Resume the methods text on NRK-52E cell culture below, carrying it on after its final sentence.

◆ Text for analysis
****

2.1 Cell Culture and In Vitro Experiments
NRK-52E cells were cultured in Dulbeccos’s Modified Eagle’s Medium (Hyclone, Logan, UT, USA) supplemented with 10% fetal bovine serum (FBS) with antibiotics (100 U/mL penicillin G and 100 g/mL streptomycin) at 37°C in a humidified atmosphere of 5% CO2 and 95% air. When the cell density reached about 90%, the medium was replaced with Hank's balanced salt solution (HBSS). Hypoxia-reoxygenation(H/R) AKI cell model, in the H/R group, a mixture of 1.5 µmol/L calcium and 10 µmol/L antimycin A was added for chemical hypoxia treatment. The aforementioned mixture was not added to the control group. After the two groups of cells were cultured for 2 h, HBSS was replaced as the complete medium for reoxygenation treatment. The cells were collected after 2 h of hypoxia and 2 h of reoxygenation. To evaluate death of NRK-52E cells induced by copper ion (Cu2+) carrier, namely elesclomol (ES), we established a control group, Cu2+ group, ES group, and Cu2+ + ES group. When the cells exhibited 80–90% confluence, Cu2+, ES, and ES + Cu2+ were added to respective groups (1:1 ratio, 10 nM), followed by incubation for 16 hours. The cells in the control group were not subjected to any treatment. Subsequently, cell viability was evaluated following cell growth in fresh medium.

****

Source records:
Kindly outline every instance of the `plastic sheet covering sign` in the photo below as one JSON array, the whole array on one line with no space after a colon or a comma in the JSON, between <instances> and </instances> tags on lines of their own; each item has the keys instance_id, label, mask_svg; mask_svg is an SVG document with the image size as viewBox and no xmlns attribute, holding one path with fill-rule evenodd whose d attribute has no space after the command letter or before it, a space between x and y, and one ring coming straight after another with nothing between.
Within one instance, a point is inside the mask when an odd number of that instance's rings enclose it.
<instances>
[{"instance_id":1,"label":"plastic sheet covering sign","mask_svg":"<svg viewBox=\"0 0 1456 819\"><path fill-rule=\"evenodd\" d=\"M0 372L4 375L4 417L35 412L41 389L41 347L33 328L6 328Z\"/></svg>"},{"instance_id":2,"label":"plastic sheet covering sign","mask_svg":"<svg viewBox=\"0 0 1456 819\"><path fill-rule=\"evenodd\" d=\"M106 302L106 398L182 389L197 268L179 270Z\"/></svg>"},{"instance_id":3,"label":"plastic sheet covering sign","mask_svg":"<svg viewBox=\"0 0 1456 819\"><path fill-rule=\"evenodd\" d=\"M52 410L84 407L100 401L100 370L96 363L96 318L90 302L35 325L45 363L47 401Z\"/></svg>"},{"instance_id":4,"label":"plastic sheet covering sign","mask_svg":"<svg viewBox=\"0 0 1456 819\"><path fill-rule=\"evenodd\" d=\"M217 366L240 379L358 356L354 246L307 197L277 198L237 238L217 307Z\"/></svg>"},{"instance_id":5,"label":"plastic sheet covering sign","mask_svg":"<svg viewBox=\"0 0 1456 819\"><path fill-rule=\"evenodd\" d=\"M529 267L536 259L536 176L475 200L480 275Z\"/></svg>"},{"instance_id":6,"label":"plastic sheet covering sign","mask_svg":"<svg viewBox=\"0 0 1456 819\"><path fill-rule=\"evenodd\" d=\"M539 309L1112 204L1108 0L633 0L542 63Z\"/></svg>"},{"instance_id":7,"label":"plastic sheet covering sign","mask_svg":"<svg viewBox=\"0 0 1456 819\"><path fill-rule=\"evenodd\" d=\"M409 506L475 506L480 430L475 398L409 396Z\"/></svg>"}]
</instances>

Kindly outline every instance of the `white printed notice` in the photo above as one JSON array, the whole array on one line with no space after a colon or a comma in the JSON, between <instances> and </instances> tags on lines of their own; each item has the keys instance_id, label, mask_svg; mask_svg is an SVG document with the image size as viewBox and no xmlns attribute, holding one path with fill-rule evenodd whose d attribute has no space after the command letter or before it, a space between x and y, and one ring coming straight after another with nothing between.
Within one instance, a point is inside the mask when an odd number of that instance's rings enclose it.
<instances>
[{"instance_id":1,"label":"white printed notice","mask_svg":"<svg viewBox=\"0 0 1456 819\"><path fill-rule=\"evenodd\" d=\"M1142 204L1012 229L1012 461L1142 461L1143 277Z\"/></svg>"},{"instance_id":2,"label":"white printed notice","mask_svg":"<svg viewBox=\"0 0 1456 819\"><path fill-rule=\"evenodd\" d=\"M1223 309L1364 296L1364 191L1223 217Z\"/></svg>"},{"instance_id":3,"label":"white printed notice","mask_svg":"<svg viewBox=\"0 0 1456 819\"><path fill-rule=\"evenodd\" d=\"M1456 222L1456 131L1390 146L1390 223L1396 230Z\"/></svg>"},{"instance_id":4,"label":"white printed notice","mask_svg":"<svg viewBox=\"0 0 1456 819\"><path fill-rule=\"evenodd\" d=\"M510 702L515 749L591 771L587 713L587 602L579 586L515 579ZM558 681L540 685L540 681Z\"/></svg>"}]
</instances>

****

◆ Output
2.2 Animals and Experimental Design
In this study, male C57 BL/6J mice of SPF grade (8–12 weeks old, body weight 22–25 g) were purchased from the Experimental Animal Center of the Army Characteristic Medical Center. The temperature of the breeding environment was 23 ± 3°C, the relative humidity was 40%-70%, and the light was alternating for 12 hours. AKI models of ischemia-reperfusion (I/R) were established as follows, Male mice were randomly divided into two groups, namely the sham operation group and I/R operation group. The mice were intraperitoneally injected with 5% chloral hydrate at a dose of 0.1 mL/10 g. After successful anaesthesia, openings of approximately 0.5 cm were made in mice in the I/R group below the ribs bilaterally, the skin was cut in turn until the retroperitoneum, the kidney pedicles were freed bilaterally, and vascular clips were used to clamp them and removed after 28 minutes. During this period, the anal temperature was maintained at 36.5°C-37.0°C, and after the kidney turned bright red, the incision was closed with continuous sutures. In the sham operation group, only the skin was cut to the back of the peritoneum, the kidney pedicles were dissociated bilaterally but were not clipped with vascular clips, and the abdominal cavity was closed with continuous sutures. Blood and renal tissue samples were obtained from mice in the I/R group 24 hours after the experiment. To collect specimen, we anesthetized mice by intraperitoneally injecting them with sodium pentobarbital, and then 800 ~ 1000 µL of blood was collected from the eye orbit and the thoracic cavity was opened for cardiac perfusion. Renal-tissue specimens were obtained from both kidneys, the kidney capsule was removed, and part of the kidney was fixed in 4% paraformaldehyde for renal pathological tissue staining. The remaining part of the kidney was stored at − 80℃ for western blot and RT-qPCR analyses.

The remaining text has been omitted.